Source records
— BEGIN —

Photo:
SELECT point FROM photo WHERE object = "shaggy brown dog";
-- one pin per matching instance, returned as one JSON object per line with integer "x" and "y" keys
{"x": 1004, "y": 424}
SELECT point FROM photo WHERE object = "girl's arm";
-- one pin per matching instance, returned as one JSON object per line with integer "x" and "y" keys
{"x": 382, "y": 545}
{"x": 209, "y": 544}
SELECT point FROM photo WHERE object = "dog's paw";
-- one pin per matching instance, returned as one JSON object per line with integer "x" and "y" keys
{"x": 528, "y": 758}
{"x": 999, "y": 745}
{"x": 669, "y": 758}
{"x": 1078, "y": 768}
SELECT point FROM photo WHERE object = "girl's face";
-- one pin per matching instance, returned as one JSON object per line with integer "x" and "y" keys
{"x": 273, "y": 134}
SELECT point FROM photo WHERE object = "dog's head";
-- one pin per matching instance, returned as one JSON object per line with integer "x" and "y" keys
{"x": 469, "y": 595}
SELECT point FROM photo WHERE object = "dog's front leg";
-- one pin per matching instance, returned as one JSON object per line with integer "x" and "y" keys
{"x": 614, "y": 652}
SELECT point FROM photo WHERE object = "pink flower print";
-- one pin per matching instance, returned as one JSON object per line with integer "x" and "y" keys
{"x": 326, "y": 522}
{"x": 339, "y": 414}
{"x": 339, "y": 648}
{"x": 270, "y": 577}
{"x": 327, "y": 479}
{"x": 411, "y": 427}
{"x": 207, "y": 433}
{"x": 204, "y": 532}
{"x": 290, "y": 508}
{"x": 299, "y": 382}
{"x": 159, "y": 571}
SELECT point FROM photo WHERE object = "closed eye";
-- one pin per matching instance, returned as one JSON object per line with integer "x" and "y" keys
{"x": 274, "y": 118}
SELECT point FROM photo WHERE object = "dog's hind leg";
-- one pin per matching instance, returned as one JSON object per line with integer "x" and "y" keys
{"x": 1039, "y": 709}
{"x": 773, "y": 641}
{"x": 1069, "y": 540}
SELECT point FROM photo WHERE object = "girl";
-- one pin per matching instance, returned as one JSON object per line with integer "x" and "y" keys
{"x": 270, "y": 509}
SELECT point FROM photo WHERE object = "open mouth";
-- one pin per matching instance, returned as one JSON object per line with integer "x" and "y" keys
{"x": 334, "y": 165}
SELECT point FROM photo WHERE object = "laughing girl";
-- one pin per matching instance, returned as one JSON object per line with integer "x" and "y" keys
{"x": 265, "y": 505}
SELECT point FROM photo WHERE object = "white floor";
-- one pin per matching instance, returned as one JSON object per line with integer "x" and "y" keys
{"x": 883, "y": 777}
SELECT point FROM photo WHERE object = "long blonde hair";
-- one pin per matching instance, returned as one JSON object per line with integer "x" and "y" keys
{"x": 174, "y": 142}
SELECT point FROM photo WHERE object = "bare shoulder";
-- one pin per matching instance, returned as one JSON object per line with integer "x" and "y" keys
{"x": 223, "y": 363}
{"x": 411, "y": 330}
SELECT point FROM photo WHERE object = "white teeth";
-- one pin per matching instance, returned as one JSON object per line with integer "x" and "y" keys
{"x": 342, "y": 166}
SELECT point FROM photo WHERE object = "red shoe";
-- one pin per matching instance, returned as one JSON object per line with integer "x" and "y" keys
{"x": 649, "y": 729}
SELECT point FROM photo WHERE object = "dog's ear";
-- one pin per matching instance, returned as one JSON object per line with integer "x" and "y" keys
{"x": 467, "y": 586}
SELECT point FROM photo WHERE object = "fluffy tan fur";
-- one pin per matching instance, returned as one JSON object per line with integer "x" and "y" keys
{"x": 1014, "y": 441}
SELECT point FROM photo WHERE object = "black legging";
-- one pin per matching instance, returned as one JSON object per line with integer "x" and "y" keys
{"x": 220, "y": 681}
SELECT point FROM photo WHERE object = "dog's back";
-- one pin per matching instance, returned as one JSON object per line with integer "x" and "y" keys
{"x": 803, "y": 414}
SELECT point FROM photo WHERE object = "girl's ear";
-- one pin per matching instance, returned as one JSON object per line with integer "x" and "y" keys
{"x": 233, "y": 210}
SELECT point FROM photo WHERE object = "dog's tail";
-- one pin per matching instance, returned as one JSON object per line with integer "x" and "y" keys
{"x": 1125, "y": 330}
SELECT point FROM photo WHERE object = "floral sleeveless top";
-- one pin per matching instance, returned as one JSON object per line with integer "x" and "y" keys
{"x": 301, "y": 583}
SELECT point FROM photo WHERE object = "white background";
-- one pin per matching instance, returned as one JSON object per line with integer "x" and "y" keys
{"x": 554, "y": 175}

— END —

— Your goal —
Type the whole listing again, unaltered.

— Solution to the problem —
Photo:
SELECT point FROM photo WHERE object = "shaggy brown dog";
-- one pin per matching instance, returned as one JSON object per line with integer "x" and "y" keys
{"x": 1004, "y": 424}
SELECT point FROM photo WHERE object = "girl's arm";
-- one pin per matching instance, returned as one JSON object per line with integer "x" and "y" keys
{"x": 382, "y": 545}
{"x": 209, "y": 544}
SELECT point FROM photo WHERE object = "dog's paw";
-- one pin per matching instance, returned as one JSON object per line with integer "x" and "y" keys
{"x": 528, "y": 758}
{"x": 999, "y": 745}
{"x": 669, "y": 758}
{"x": 1078, "y": 768}
SELECT point FROM photo WHERE object = "girl's face";
-- one pin per matching instance, returned as one JSON object per line with integer "x" and "y" keys
{"x": 273, "y": 134}
SELECT point FROM photo WHERE object = "dog's head";
-- one pin per matching instance, returned as one JSON object per line with integer "x" and "y" keys
{"x": 469, "y": 595}
SELECT point FROM photo WHERE object = "dog's front leg";
-- one pin per matching instance, returned as one JSON object per line with integer "x" and "y" keys
{"x": 614, "y": 652}
SELECT point FROM photo WHERE object = "pink flower print";
-- one pin per matching instance, returned as one JSON object per line with integer "x" and "y" keys
{"x": 326, "y": 522}
{"x": 339, "y": 414}
{"x": 339, "y": 648}
{"x": 270, "y": 577}
{"x": 327, "y": 479}
{"x": 411, "y": 427}
{"x": 207, "y": 433}
{"x": 204, "y": 532}
{"x": 290, "y": 508}
{"x": 299, "y": 382}
{"x": 159, "y": 571}
SELECT point FROM photo WHERE object = "closed eye";
-- one pin per matching instance, returned as one JSON object per line with integer "x" and "y" keys
{"x": 274, "y": 118}
SELECT point FROM photo WHERE object = "dog's hind leg";
-- one pin per matching instance, returned as one JSON object per line with integer "x" and "y" keys
{"x": 1039, "y": 709}
{"x": 773, "y": 641}
{"x": 1069, "y": 540}
SELECT point FROM photo WHERE object = "girl";
-- one pin per matching instance, returned as one JSON object per line with integer "x" and "y" keys
{"x": 270, "y": 509}
SELECT point FROM photo WHERE object = "open mouth";
-- one pin per matching instance, returned as one JSON object per line with integer "x" and "y" keys
{"x": 334, "y": 165}
SELECT point FROM photo WHERE object = "laughing girl";
-- one pin per matching instance, returned as one JSON object per line with integer "x" and "y" keys
{"x": 265, "y": 505}
SELECT point FROM photo WHERE object = "white floor";
-- one pin per matching instance, returned as one JSON object per line with integer "x" and "y" keys
{"x": 883, "y": 777}
SELECT point FROM photo WHERE object = "long blonde hair";
-- one pin per matching instance, returned as one JSON object per line with integer "x" and "y" keys
{"x": 174, "y": 142}
SELECT point FROM photo WHERE object = "bare shoulder";
-- one pin per matching instance, returned as one JSON object per line with integer "x" and "y" keys
{"x": 223, "y": 363}
{"x": 411, "y": 330}
SELECT point FROM photo WHERE object = "white teeth";
-- one pin per matching instance, returned as one JSON object per line with integer "x" and "y" keys
{"x": 342, "y": 166}
SELECT point FROM photo WHERE object = "red shoe";
-- one pin per matching instance, returned as one JSON object per line with integer "x" and "y" keys
{"x": 649, "y": 729}
SELECT point FROM photo WHERE object = "dog's ear";
-- one pin per matching instance, returned as one JSON object per line with integer "x" and "y" keys
{"x": 467, "y": 586}
SELECT point FROM photo WHERE object = "fluffy tan fur";
-- one pin per matching instance, returned as one JSON object per line with integer "x" and "y" keys
{"x": 1014, "y": 441}
SELECT point FROM photo WHERE object = "black legging";
-- one pin per matching instance, returned as one JSON object per line with integer "x" and "y" keys
{"x": 220, "y": 681}
SELECT point FROM photo WHERE object = "dog's back";
-- one pin per matching instance, returned as one JSON object per line with integer "x" and "y" keys
{"x": 803, "y": 414}
SELECT point FROM photo WHERE object = "girl's ear";
-- one pin per matching instance, returned as one JSON object per line with integer "x" and "y" keys
{"x": 233, "y": 210}
SELECT point FROM photo WHERE object = "dog's tail";
-- one pin per matching instance, returned as one JSON object per line with integer "x" and "y" keys
{"x": 1125, "y": 330}
SELECT point FROM photo WHERE object = "floral sleeveless top";
-- one pin per matching instance, returned as one JSON object per line with integer "x" and "y" keys
{"x": 301, "y": 583}
SELECT point FROM photo WHERE object = "white background";
-- one pin per matching instance, returned as one JSON object per line with integer "x" and "y" keys
{"x": 554, "y": 175}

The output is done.